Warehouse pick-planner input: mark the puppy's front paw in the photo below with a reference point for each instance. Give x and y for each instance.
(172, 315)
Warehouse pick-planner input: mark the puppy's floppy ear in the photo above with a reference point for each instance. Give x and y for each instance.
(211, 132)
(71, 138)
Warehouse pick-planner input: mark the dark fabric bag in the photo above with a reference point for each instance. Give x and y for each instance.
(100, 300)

------------------------------------------------------------

## Problem to work on
Express the lines above as a Markdown table with two columns, Row and Line, giving each line its own numbered row and omitting any blank lines.

## Task solution
| Row | Line |
|---|---|
| 1 | Warehouse pick-planner input: mark the puppy's front paw in the photo below with a reference point for each instance. Give x and y for each instance. |
| 2 | (172, 315) |
| 3 | Warehouse pick-planner input: mark the puppy's floppy ear in the photo above with a reference point for each instance. Give x and y for each instance. |
| 4 | (211, 132) |
| 5 | (71, 138) |
| 6 | Warehouse pick-planner input: mark the dark fabric bag in the photo above with a reference point for each instance. Give x and y for each instance. |
| 7 | (100, 300) |